Your goal :: Every line from the beginning of the data through the line containing "fill_convention: even-odd" should be reproduced exactly, and no further lines should be output.

[Records excerpted from a collection]
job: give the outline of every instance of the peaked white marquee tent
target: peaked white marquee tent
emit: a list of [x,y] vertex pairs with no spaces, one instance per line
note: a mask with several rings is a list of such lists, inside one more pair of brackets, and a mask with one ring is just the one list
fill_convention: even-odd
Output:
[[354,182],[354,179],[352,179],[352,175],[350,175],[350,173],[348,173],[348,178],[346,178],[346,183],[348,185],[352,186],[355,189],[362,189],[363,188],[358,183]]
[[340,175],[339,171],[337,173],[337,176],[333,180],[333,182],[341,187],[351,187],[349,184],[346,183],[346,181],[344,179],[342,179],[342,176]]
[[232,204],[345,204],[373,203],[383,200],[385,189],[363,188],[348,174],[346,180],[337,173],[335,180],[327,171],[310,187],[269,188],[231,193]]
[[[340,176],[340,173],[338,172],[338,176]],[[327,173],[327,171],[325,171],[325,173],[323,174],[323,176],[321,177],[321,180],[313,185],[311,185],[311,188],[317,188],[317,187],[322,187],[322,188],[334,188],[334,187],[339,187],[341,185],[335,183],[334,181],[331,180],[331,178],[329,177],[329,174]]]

Task output ::
job: give the outline of every instance of the peaked white marquee tent
target: peaked white marquee tent
emit: a list of [x,y] vertex pairs with no spaces, one instance per line
note: a mask with several rings is a list of such lists, inside one more pair of brackets, and a mask with one ring is just the one list
fill_convention: even-odd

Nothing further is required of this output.